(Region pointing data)
BEGIN

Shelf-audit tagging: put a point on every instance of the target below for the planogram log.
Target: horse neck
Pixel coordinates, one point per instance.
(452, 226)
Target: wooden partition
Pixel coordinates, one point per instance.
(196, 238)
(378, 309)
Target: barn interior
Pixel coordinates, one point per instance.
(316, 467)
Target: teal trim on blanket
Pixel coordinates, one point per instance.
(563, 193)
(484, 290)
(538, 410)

END

# ASSIGNED TASK:
An exact copy of every record is required.

# ANSWER TO THIS EXERCISE:
Shelf-audit tagging: put a point on every instance of the target below for the planogram log.
Target: horse neck
Pixel coordinates, one point per instance.
(452, 226)
Target: wooden partition
Pixel coordinates, one point per instance.
(196, 238)
(378, 309)
Target: barn interior
Pixel coordinates, one point per instance.
(316, 467)
Target: teal trim on blanket
Pixel coordinates, one point per instance.
(563, 193)
(484, 290)
(538, 410)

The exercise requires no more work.